● **STATED EXERCISE**
Each entry below is to be duplicated verbatim.

● **RECORD EXCERPTS**
*-*-*

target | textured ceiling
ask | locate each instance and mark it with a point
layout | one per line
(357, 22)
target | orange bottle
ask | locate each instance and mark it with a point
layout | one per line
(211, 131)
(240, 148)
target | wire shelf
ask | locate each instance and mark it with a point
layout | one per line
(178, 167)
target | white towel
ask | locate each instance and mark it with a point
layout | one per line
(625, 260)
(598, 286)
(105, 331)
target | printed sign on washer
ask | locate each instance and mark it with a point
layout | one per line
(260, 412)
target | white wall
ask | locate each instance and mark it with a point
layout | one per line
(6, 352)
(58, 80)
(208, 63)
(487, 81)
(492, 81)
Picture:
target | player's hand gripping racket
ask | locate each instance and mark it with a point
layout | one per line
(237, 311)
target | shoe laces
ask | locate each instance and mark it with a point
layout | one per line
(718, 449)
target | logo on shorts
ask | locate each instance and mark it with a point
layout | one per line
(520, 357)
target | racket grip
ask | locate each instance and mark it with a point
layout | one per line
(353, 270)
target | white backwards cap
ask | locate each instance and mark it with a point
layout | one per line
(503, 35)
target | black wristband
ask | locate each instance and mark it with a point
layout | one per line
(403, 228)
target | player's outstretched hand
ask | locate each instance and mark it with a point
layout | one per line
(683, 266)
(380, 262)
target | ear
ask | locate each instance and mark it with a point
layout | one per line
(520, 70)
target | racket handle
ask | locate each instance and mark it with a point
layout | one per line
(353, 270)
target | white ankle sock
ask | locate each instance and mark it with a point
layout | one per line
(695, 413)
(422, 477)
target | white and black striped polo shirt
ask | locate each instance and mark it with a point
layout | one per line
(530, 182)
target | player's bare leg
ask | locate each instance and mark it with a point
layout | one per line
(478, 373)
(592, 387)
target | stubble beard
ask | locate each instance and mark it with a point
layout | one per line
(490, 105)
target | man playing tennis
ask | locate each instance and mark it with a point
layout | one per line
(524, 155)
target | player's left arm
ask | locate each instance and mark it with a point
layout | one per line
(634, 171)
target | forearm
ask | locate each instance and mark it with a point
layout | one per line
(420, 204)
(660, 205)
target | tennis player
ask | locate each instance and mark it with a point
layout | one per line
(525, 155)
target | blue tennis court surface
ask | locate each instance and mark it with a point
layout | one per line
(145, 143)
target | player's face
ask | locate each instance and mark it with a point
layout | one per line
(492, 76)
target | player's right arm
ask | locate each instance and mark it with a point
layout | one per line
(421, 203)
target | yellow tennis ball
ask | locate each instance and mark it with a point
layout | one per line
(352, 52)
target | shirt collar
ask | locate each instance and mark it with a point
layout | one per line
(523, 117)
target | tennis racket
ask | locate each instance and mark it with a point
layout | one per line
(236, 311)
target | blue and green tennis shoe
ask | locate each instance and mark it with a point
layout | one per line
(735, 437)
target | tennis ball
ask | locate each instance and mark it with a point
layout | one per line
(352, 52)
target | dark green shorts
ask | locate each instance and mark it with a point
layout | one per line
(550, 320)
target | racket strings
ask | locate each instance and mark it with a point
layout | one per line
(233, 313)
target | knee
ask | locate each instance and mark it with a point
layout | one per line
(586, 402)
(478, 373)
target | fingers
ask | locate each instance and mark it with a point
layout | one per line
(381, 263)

*-*-*

● **EXERCISE RESULT**
target | textured ceiling
ask | locate each instance and mark it with a point
layout | one per line
(357, 22)
target | orange bottle
ask | locate each instance and mark it with a point
layout | one per line
(211, 131)
(240, 148)
target | wire shelf
ask | locate each instance and mark it with a point
layout | one per line
(178, 167)
target | white towel
ask | locate each instance and mark it with a point
layout | one per line
(625, 260)
(598, 286)
(105, 331)
target | printed sign on washer
ask | locate each instance and mark it with a point
layout | one per line
(260, 412)
target | white wall
ask | locate each instance and mark it with a point
layout | one per line
(6, 352)
(58, 80)
(208, 63)
(487, 81)
(492, 81)
Picture:
target | player's hand gripping racket
ask | locate each instance and mark it with a point
layout | one per line
(237, 311)
target | shoe laces
ask | locate each instance and mark it with a point
layout | one per line
(718, 449)
target | logo on shorts
ask | locate each instance and mark it with a point
layout | one per line
(520, 357)
target | racket grip
ask | locate each instance and mark it with a point
layout | one per line
(353, 270)
target | white backwards cap
ask | locate each instance and mark it with a point
layout | one per line
(503, 35)
target | black wristband
ask | locate each instance and mark it with a point
layout | one per line
(403, 228)
target | player's outstretched hand
ask | locate each instance and mark it with a point
layout | one per line
(683, 266)
(380, 262)
target | ear
ask | locate each instance and mark it with a point
layout | one per line
(520, 70)
target | racket handle
ask | locate each instance and mark it with a point
layout | one per line
(353, 270)
target | white ankle sock
ask | locate each instance and mark it with a point
layout | one per line
(695, 413)
(422, 477)
target | white and black striped polo shirt
ask | locate each instance and mark it with a point
layout | one per line
(530, 182)
target | player's bare leg
ask | locate each instance and mark it with a point
layout | one per line
(478, 373)
(592, 387)
target | stubble beard
ask | locate each instance and mark it with a point
layout | one per line
(490, 105)
target | man playing tennis
ask | locate each instance and mark it with a point
layout | one per line
(524, 155)
target | player's left arm
ask | locate each instance and mark it with a point
layout | one per line
(634, 171)
target | forearm
ask | locate each instance and mark it with a point
layout | one per line
(420, 204)
(660, 205)
target | tennis player
ask | locate each instance and mark it with a point
layout | one per line
(525, 155)
target | blue tennis court surface
ask | locate each instance and mark it with a point
layout | one per line
(145, 143)
target | player's face
ask | locate each instance and mark it with a point
layout | one per line
(492, 76)
target | player's right arm
ask | locate each instance and mark it with a point
layout | one per line
(421, 203)
target | yellow tennis ball
ask | locate each instance and mark it with a point
layout | one per line
(352, 52)
target | shirt collar
ask | locate each instance and mark it with a point
layout | one per line
(523, 117)
target | tennis racket
ask | locate each instance and mark it with a point
layout | one per line
(236, 311)
target | blue and green tennis shoe
ask | locate each instance and mark it with a point
layout | one per line
(735, 437)
target | tennis ball
ask | locate each instance and mark it with a point
layout | one per line
(352, 52)
target | dark green shorts
ask | locate each instance and mark it with a point
layout | one per line
(550, 320)
target | racket strings
ask | locate each instance and mark it with a point
layout | one per line
(233, 313)
target | knee
ask | locate each instance and mark it with a point
layout | one per line
(586, 402)
(478, 373)
target | fingers
ask | locate each instance and mark it with a point
layout | one per line
(381, 263)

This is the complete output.